◆ **WRITTEN EXERCISE**: Find every line in the listing below that contains the word "stadium", and copy each one.

◆ **SOURCE RECORDS**:
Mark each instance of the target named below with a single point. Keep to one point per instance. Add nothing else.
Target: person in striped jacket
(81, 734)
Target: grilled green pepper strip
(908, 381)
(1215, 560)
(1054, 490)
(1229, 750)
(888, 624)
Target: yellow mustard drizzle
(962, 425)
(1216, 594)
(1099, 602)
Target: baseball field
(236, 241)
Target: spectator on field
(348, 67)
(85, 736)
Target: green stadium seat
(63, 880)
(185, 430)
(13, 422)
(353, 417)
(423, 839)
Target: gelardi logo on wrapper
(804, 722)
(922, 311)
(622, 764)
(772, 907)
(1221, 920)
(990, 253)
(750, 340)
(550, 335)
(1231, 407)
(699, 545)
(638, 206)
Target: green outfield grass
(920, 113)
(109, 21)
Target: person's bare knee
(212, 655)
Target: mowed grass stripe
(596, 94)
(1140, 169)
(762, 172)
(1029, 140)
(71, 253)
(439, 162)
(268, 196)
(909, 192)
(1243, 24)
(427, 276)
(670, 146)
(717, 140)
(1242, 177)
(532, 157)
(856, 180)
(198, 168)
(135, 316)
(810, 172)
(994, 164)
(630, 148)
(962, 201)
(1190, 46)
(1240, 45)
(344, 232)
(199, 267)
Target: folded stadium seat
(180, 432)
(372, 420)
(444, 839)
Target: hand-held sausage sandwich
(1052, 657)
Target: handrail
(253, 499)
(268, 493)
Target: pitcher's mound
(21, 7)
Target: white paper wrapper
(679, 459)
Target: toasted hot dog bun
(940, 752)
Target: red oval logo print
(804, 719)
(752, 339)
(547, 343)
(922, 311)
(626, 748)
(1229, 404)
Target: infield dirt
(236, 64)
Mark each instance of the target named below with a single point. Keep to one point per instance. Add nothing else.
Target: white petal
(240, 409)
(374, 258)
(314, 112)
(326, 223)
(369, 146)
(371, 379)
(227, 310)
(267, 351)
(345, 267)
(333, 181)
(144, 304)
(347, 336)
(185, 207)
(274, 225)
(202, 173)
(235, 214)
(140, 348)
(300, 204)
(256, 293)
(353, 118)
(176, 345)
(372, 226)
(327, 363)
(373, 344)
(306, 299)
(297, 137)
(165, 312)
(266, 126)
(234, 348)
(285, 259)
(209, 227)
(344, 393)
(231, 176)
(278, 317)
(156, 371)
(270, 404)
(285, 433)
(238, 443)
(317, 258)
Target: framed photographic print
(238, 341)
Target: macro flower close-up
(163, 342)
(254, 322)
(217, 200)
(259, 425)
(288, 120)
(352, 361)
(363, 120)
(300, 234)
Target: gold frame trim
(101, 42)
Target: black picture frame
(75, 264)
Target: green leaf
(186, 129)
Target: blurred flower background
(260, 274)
...
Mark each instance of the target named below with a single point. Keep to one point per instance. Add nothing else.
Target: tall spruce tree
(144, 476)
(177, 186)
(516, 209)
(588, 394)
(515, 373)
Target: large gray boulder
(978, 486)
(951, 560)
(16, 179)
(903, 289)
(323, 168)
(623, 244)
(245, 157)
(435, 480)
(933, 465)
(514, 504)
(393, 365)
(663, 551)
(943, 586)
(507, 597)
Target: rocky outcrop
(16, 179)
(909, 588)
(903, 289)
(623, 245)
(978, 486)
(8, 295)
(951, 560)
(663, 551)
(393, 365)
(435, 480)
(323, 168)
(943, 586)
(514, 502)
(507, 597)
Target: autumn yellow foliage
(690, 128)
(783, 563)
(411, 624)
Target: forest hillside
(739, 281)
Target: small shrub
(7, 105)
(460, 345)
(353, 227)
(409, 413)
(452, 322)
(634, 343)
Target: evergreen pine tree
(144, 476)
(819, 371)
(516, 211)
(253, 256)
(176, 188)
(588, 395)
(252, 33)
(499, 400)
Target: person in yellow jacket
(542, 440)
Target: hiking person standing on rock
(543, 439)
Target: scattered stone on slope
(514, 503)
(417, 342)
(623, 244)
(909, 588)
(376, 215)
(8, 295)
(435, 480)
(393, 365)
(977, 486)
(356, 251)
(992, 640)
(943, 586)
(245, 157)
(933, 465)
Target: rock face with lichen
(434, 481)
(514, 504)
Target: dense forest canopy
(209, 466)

◆ **RESPONSE TO THIS TASK**:
Target: green stadium seat
Target: folded stadium seat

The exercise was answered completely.